Attività da svolgere>
1 - Quali fiabe vengono indicate nel brano sulle fiabe come eccezioni allo stereotipo femminile?
2 - Riprendi il brano sulle fiabe subito dopo la sua ultima frase e proseguilo.

Brano scelto>
===============
Il tutto riassume un sottile insegnamento: la pazienza e l’accettazione delle disgrazie si dimostrano indispensabili per raggiungere il lieto fine; lo spirito di sacrificio e l’attesa rassegnata segnano inequivocabilmente il destino delle donne.

Commento personale
Con questo excursus all’interno delle fiabe ho avuto modo di riflettere a fondo: non ci avevo mai pensato prima e quindi ne approfitto adesso per lasciarvi un commento a caldo per chiudere questo articolo.
Nelle fiabe entriamo in mondi lontani, magici e immaginari: ditemi che da bambine non avete mai sognato di essere principesse e vivere in un castello e non ci crederò. Ma lette col senno di poi, le tanto amate e magiche fiabe non sono poi così incantevoli. Certo, i maschietti si rivedono in posizioni di potere: re, principi, cavalieri… a loro sta bene, no? Invece, la figura della donna è stereotipata al 100%: la donna-mamma, la donna-che pulisce, la donna-che non lavora, la donna-felice col matrimonio.
Fatta eccezione per alcune fiabe come Mulan, Brave e Frozen (non me ne vengono altre in mente, se le avete commentate!) nelle fiabe non si parla mai di donne realizzate senza un uomo. Non si parla mai di donne che possiedono beni materiali perché li hanno guadagnati senza matrimonio. Non si parla mai di donne che combattono o che amano altre donne. Ma perché? Anni di battaglie e diamo ancora tanto fastidio. Eh già, magari le fiabe le hanno scritte degli uomini quindi che pretendo… Ma ditemi se oggi, nel 2018, la situazione è tanto diversa da una fiaba scritta nel 1800 o che, addirittura, risale al tempo degli Egizi (vedi Cenerentola, dato che l’abbiamo tirata in ballo più volte).
===============
Dati estratti>

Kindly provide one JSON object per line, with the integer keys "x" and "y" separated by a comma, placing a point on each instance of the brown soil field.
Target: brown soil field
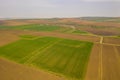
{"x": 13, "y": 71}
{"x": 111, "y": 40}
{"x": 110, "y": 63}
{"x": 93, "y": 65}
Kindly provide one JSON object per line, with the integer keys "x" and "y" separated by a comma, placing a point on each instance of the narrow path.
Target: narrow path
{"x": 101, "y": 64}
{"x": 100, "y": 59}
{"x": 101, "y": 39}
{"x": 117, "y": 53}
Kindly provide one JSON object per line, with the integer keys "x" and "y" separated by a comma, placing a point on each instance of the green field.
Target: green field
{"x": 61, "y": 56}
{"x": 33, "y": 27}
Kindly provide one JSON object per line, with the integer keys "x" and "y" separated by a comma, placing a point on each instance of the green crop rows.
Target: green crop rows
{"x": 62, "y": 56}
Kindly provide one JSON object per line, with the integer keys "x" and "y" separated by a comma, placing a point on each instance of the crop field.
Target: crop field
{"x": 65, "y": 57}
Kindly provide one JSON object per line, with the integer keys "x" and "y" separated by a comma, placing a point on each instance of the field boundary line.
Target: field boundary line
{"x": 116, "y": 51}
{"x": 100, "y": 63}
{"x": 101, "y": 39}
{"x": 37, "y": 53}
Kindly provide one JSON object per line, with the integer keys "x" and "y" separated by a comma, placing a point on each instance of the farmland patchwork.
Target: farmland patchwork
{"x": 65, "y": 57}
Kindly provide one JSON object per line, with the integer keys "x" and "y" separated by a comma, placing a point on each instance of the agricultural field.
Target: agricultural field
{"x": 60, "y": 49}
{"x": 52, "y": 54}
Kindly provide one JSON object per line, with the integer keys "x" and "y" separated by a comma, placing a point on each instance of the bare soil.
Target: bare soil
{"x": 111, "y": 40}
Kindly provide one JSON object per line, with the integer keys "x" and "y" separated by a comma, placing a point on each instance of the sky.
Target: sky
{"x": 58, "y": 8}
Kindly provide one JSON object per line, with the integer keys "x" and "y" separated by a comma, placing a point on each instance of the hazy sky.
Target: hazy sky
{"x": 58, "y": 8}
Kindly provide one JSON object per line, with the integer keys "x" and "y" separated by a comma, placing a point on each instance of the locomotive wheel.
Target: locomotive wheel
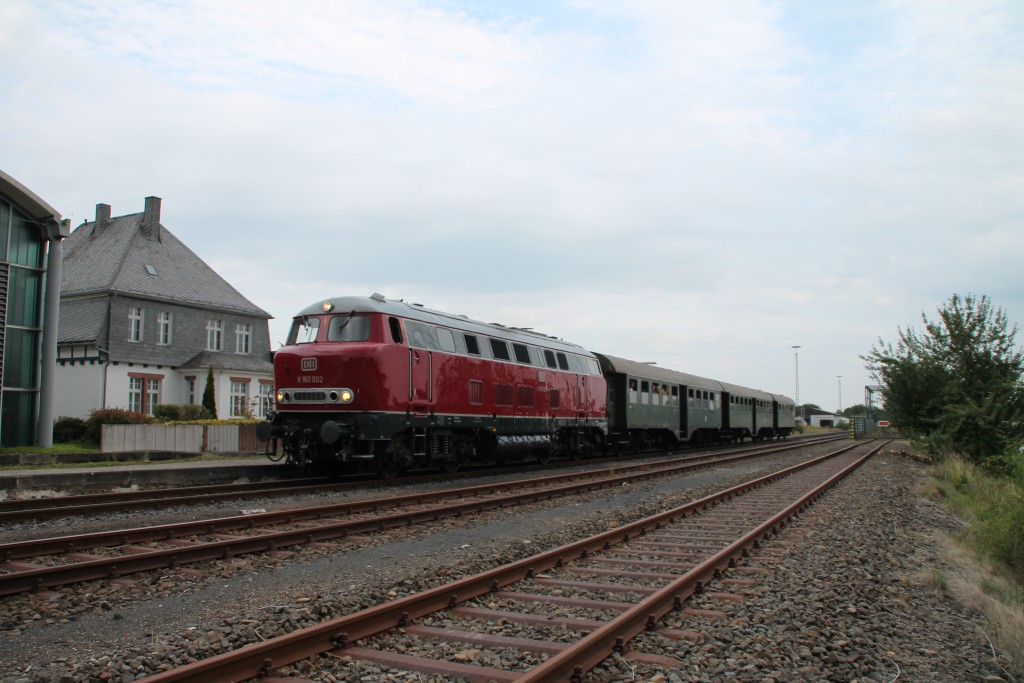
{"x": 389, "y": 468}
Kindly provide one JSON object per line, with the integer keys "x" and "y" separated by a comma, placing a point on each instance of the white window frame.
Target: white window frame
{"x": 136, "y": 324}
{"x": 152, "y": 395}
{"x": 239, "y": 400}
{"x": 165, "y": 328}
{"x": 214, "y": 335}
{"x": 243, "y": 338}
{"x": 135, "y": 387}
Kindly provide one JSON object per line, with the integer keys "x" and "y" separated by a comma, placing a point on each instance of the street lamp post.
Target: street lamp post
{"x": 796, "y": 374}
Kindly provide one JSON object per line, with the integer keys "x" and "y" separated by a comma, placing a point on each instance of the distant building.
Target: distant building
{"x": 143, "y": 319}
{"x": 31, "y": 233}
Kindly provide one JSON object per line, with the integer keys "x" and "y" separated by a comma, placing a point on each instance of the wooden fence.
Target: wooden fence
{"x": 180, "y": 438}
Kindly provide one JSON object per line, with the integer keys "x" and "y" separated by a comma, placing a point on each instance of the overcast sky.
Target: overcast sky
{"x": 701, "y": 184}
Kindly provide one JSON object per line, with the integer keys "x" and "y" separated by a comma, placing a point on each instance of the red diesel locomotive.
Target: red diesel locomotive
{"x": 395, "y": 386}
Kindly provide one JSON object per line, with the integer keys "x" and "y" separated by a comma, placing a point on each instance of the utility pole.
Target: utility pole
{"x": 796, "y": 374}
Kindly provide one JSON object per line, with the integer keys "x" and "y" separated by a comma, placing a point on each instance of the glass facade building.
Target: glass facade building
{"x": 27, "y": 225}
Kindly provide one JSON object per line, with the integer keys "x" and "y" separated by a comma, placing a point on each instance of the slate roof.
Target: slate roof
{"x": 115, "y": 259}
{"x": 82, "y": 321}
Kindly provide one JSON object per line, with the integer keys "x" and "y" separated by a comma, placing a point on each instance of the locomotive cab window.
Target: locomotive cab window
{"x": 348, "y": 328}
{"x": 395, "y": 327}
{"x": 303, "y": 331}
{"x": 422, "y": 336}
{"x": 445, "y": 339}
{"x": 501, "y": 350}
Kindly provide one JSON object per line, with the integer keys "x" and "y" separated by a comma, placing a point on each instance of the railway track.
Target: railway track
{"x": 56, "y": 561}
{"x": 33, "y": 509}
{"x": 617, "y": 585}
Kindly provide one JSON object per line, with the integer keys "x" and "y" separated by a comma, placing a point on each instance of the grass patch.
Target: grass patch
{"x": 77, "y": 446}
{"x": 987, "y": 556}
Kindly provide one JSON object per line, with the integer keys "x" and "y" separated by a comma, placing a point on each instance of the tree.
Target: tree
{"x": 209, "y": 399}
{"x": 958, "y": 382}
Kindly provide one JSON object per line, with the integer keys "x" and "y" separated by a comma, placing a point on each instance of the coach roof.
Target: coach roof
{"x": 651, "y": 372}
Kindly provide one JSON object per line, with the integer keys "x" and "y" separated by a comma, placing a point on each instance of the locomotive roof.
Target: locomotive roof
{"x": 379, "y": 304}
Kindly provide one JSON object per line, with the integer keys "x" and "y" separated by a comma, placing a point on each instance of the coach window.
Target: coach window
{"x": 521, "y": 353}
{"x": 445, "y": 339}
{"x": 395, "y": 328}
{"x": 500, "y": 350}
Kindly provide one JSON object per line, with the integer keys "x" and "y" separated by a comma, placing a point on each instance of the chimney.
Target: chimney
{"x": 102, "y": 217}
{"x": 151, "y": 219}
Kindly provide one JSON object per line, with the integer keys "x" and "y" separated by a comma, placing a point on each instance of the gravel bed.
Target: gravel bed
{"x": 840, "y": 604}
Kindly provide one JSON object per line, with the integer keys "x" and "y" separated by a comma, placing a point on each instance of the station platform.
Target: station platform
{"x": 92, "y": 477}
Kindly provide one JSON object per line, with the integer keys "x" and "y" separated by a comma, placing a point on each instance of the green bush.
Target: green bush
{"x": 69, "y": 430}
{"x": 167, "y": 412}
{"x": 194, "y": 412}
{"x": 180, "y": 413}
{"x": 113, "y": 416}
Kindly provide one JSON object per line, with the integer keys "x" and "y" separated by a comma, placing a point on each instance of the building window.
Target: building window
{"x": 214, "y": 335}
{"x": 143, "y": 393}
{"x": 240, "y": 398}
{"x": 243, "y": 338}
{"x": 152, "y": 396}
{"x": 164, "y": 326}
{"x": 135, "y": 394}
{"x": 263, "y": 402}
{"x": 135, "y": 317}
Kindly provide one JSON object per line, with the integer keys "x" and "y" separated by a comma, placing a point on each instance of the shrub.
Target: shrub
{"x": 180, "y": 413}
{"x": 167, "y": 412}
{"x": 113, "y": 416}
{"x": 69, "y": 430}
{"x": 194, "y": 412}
===============
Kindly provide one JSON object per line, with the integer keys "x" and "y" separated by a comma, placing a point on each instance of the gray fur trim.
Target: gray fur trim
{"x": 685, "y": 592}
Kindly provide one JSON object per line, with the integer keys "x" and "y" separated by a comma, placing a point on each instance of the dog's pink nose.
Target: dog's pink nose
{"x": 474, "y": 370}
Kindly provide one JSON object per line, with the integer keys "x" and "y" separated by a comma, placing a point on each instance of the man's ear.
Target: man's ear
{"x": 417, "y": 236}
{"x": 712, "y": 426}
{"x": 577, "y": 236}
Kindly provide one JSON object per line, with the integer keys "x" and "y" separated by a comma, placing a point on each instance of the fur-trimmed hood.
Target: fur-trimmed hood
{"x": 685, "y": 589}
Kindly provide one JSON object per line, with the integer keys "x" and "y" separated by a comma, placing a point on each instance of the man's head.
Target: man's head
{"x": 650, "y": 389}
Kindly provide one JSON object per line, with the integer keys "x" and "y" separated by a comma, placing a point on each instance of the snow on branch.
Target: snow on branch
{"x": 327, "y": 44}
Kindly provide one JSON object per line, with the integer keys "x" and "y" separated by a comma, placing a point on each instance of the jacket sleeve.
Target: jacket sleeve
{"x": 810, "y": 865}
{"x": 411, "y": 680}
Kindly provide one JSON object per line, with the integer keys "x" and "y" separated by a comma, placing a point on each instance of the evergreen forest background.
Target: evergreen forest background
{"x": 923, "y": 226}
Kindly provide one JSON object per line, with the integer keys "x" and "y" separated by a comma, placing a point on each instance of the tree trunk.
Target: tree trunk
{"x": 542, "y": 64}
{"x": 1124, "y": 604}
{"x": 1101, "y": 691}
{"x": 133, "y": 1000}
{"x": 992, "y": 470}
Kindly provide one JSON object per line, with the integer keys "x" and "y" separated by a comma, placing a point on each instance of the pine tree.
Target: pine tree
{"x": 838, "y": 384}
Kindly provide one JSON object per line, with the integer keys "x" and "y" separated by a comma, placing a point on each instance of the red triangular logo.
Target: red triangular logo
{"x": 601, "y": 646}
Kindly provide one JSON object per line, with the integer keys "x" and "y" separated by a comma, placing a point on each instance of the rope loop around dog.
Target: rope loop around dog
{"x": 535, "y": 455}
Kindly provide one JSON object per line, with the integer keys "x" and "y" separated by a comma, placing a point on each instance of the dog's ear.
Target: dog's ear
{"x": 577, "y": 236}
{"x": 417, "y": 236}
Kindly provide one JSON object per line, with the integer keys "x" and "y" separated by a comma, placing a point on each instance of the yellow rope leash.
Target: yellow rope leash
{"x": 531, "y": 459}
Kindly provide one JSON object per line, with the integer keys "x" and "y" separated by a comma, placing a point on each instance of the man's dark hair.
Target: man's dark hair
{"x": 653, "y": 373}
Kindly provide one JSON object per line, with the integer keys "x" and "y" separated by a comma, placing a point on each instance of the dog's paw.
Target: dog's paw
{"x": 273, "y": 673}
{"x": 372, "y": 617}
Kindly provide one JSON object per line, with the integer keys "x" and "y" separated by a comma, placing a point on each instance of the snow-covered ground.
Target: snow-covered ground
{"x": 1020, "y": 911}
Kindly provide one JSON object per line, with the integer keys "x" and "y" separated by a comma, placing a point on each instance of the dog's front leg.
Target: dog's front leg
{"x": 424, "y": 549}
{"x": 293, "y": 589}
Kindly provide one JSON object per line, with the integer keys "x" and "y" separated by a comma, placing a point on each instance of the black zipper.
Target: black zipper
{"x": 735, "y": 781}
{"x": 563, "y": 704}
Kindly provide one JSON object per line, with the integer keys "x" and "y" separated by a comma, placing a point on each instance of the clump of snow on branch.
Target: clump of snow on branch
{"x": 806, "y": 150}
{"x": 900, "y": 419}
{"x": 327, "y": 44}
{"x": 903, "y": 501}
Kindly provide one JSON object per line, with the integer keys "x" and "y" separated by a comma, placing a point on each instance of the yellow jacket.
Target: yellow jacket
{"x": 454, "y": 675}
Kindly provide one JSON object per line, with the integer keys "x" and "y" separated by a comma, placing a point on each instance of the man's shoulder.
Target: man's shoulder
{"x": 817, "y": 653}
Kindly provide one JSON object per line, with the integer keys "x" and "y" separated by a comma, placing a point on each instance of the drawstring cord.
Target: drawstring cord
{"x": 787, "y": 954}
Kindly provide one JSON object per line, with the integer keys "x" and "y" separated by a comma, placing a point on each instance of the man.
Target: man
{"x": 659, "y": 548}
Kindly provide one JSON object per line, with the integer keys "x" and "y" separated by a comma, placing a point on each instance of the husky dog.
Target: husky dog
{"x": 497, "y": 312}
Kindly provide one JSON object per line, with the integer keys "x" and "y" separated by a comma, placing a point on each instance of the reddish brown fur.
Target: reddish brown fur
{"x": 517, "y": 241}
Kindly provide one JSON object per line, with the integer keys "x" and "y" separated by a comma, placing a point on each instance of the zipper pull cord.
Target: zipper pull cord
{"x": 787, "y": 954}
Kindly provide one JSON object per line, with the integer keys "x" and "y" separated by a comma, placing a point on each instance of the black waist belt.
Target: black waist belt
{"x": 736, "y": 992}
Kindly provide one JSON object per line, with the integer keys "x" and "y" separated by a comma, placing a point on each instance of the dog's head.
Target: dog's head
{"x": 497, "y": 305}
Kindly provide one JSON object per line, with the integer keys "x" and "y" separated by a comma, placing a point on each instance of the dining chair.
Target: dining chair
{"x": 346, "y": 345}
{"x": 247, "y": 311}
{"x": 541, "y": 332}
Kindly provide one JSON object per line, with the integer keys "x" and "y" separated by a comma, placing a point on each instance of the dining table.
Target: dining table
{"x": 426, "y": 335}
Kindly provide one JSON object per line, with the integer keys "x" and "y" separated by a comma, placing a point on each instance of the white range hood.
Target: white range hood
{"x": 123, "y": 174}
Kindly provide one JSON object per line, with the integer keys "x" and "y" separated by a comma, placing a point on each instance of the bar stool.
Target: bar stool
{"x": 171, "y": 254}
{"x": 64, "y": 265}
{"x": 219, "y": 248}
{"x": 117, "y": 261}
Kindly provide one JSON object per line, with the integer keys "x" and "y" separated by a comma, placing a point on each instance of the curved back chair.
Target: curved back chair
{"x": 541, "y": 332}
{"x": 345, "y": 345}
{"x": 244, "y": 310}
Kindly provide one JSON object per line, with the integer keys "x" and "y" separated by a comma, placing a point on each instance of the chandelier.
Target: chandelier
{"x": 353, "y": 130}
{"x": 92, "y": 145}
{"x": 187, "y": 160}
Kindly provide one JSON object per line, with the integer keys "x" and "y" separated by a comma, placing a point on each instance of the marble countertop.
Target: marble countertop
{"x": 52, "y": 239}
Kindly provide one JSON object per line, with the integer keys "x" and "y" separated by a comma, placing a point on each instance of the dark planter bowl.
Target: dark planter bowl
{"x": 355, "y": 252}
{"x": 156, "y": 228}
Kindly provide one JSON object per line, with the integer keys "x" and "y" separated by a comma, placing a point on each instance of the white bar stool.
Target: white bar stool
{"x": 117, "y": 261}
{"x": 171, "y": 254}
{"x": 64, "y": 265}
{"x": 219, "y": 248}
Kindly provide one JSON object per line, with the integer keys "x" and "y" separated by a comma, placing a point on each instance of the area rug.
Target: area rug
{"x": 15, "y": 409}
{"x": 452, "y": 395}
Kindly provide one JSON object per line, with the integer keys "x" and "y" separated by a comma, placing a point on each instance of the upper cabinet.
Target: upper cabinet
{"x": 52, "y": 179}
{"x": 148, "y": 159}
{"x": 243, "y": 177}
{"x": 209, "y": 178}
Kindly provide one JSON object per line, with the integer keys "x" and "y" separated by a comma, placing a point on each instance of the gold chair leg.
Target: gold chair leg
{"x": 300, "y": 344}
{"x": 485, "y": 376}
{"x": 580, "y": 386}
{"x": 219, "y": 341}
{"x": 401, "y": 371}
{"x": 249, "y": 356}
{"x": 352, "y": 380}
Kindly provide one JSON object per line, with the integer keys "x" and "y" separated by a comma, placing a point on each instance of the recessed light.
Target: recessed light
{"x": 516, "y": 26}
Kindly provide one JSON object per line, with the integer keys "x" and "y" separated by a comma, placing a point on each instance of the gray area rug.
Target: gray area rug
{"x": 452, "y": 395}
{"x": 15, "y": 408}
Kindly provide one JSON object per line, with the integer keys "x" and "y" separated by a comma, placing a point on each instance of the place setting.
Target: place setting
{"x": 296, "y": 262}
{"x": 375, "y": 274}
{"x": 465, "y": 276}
===============
Soluzioni degli esercizi>
1 - Mulan, Brave e Frozen.

2 -
E il problema non è più il fatto che gli uomini dicano cose sulle donne… ma che le DONNE dicano cose su altre DONNE!
Basti citare le pancine, nuovo nomignolo che si sono affibbiate da sole le mamme – ma non le mamme normali come la mia e la vostra che state leggendo – qui si parla di donne che mancano di informazione medica, di cultura e di logica che sanno soltanto additare e mandare al rogo tutte quelle in carriera e che magari non vogliono figli.
Ma dove sta scritto che dobbiamo per forza fare i figli? Ma dove sta scritto che dobbiamo per forza occuparci della casa, lavare, stirare e quant’altro? Ma dove sta scritto che per essere felici dobbiamo avere accanto un uomo?
Io sono donna, lavoro e vorrò diventare mamma in futuro ma ciò non toglie che se una mia coetanea (ho 27 anni) mi dicesse che lei figli non li vuole manco se la pagano, io debba etichettarla come non-donna o debba giudicarla. Ma nel 2018 possiamo fare della nostra vita, del nostro corpo e delle nostre relazioni ciò che ci pare e piace?